> _THE TASKS_:
[1] According to the blog post on transfeminism, why might the writer find it hard to look for the bigger picture?
[2] Resume the blog post on transfeminism after its final sentence.

## BEGIN DOCUMENT EXCERPT

"What do you mean by ‘What do you mean?’?"
Helen G // 4 April 2008
I’m still struggling with the questions I was asking in my previous post What is transfeminism? and wonder if it’s actually possible to combine the two in some sort of pragmatic symbiosis. What if – despite my personal conviction that there are immense areas of overlap between trans* issues and feminism – what if it really is a case of ‘east is east, west is west and never the twain shall meet’. That’s quite a depressing thought, actually, now I see it written down…
It’s entirely possible, I think (and, like all of us, I reserve the right to change my mind!), that my experiences as a trans woman, including my questions about my gender identity and expression and so on, are such personal things that maybe it really isn’t possible for me to do a Vulcan mind-meld with feminism. Transitioning is primarily about surviving, I believe, and sometimes that makes it difficult for me to raise my head and look for the bigger picture.

## END DOCUMENT EXCERPT
## BEGIN STORED RECORDS

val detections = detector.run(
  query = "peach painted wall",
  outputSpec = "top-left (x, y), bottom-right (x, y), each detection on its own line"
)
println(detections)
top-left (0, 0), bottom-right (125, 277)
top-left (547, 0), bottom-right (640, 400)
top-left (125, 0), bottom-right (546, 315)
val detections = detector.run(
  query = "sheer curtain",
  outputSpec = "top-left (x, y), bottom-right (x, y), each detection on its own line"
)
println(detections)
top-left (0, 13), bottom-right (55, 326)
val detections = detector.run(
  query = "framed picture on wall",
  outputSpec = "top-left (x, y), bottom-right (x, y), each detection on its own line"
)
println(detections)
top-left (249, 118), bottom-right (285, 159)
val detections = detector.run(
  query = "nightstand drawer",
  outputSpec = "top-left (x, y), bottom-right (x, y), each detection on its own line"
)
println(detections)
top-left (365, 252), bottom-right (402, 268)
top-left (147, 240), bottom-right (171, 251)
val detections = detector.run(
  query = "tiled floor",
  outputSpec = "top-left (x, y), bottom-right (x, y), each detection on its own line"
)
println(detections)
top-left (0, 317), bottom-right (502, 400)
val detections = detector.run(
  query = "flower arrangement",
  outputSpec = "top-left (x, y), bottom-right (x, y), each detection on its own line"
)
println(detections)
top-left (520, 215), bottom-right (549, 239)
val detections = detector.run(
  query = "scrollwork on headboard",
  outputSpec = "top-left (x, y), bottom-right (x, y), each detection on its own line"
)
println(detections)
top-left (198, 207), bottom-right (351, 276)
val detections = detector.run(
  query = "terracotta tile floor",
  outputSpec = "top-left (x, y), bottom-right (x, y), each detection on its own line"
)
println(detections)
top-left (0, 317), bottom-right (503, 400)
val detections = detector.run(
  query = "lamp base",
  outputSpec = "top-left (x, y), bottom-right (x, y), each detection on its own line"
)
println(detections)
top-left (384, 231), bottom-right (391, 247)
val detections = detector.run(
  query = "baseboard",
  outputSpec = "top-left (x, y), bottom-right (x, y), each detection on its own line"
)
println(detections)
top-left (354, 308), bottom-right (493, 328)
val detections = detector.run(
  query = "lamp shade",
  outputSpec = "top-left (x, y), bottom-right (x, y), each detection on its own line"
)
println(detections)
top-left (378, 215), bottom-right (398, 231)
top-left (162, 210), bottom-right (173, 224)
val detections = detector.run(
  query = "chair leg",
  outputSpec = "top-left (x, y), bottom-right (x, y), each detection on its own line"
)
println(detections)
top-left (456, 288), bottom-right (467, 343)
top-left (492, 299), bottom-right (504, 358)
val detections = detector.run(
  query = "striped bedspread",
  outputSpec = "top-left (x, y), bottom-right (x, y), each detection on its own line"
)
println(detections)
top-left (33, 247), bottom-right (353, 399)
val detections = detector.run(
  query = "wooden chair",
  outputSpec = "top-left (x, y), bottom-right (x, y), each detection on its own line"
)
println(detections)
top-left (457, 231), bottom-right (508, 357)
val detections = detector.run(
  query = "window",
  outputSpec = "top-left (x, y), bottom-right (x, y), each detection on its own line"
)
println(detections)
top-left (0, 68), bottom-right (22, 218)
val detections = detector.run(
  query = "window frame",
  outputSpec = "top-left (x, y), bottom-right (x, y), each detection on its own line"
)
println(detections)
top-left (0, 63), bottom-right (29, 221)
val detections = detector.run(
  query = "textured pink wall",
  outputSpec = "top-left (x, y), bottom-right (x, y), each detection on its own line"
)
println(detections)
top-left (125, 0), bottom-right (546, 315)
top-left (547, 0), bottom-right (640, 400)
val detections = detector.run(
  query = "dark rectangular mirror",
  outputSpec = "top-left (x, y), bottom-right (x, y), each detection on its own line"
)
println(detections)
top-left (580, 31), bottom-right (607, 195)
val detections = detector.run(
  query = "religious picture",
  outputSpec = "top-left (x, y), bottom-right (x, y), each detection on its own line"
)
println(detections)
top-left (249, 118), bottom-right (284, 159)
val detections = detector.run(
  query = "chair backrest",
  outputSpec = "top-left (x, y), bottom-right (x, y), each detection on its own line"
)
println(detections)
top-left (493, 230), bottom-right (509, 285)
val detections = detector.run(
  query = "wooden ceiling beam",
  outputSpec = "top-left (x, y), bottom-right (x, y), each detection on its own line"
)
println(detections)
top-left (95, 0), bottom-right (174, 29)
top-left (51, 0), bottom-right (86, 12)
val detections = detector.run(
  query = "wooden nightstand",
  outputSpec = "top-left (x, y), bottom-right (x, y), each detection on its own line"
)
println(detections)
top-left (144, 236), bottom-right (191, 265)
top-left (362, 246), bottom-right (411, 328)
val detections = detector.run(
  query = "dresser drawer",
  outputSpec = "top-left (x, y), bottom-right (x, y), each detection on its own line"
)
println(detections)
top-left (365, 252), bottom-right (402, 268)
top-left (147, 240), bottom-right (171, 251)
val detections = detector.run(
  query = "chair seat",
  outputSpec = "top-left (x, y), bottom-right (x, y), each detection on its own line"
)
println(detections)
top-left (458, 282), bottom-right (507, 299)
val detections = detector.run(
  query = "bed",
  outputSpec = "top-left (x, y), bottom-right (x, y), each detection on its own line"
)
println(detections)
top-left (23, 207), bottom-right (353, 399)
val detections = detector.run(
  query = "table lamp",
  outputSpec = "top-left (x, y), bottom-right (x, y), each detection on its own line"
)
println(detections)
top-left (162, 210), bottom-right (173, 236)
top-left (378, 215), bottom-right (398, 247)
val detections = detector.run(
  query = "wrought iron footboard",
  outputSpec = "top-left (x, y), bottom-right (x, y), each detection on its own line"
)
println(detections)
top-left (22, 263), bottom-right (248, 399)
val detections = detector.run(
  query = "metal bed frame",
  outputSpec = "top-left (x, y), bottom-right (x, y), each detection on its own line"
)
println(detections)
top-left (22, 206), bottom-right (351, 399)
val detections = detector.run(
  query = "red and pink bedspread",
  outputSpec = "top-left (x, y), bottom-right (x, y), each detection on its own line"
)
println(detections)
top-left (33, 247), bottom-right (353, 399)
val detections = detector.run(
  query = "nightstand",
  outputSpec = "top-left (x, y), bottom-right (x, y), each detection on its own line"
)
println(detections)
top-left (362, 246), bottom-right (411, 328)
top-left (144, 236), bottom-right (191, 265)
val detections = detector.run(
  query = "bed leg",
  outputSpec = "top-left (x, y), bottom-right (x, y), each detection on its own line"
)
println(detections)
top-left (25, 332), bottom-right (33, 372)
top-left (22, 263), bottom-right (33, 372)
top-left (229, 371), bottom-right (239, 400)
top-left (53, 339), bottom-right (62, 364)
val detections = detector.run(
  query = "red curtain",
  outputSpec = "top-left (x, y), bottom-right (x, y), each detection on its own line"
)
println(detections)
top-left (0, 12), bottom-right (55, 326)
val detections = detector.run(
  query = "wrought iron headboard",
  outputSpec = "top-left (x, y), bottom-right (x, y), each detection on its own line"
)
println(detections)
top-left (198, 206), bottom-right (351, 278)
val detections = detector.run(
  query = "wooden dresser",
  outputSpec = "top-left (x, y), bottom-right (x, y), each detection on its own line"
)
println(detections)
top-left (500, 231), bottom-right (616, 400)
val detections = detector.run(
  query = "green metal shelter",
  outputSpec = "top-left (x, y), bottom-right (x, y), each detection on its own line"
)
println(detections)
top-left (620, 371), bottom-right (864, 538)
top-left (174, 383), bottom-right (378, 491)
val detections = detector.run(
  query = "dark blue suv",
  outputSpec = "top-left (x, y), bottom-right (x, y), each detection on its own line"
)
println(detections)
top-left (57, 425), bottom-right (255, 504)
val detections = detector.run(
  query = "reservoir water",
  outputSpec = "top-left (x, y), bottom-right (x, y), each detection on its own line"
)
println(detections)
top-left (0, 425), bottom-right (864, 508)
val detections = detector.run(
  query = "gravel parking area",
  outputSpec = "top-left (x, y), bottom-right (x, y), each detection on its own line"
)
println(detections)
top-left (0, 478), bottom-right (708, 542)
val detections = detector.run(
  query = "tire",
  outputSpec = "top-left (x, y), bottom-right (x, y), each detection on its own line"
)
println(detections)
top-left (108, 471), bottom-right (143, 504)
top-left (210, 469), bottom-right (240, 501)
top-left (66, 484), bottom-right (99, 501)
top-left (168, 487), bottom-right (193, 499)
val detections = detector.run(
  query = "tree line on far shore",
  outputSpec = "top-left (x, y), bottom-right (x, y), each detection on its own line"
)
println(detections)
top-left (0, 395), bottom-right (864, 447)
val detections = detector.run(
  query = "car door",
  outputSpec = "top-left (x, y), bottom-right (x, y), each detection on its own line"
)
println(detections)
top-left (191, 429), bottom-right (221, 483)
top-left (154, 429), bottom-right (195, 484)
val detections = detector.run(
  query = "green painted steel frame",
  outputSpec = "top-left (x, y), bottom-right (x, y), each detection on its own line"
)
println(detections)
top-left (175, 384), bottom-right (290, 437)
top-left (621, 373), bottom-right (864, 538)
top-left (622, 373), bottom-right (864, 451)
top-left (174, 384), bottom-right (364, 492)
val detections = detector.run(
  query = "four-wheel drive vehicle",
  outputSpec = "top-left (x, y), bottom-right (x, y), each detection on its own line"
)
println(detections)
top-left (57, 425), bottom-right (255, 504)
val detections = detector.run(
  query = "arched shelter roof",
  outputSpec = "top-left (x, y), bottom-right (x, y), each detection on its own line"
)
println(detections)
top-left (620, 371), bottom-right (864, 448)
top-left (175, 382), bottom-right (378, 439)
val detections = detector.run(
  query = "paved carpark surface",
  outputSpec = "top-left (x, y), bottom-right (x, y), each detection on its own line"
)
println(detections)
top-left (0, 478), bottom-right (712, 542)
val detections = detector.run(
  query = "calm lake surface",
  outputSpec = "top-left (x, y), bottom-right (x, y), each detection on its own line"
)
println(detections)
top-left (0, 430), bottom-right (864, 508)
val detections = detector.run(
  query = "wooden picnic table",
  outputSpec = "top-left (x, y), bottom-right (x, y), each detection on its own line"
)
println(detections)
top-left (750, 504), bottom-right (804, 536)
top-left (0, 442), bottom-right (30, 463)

## END STORED RECORDS

> _WRITTEN RESPONSES_:
[1] The writer believes transitioning is primarily about surviving. That focus on getting through makes it difficult to raise her head and look beyond her own situation.

[2]
But feminism? My old friend Wikipedia would have me believe that "Feminism is a collection of social theories, political movements, and moral philosophies largely motivated by or concerned with the liberation of women". Nice soundbite – but is that really the whole story?
So I thought I’d turn it around and ask the TFW readership the questions: how do you define feminism? What does feminism mean to you? How do you reconcile your feminist views and beliefs with living in what seems to be an inherently anti-feminist patriarchal society?
I realise that feminism means different things to different people and that asking the question is not going to produce one single definition that works for everyone everywhere, but maybe the vox pop responses of The F Word’s readers will help give me a better general understanding.
"I’m a feminist because…"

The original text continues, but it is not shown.